Each of the entries beneath this task should be written out exactly.

^^^^^^^^

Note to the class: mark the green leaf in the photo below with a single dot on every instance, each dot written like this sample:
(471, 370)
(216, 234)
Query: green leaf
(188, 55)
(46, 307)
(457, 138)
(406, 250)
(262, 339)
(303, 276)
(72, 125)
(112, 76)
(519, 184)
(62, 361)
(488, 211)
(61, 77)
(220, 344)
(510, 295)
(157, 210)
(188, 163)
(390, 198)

^^^^^^^^

EXERCISE RESULT:
Note to the class: mark the green leaf in the photo below with a single dot on every instance, each dot written like this sample:
(471, 370)
(216, 234)
Query: green leaf
(188, 55)
(46, 307)
(457, 138)
(406, 250)
(262, 339)
(303, 276)
(72, 125)
(112, 76)
(519, 184)
(62, 361)
(488, 211)
(61, 77)
(220, 344)
(510, 295)
(157, 210)
(188, 163)
(390, 198)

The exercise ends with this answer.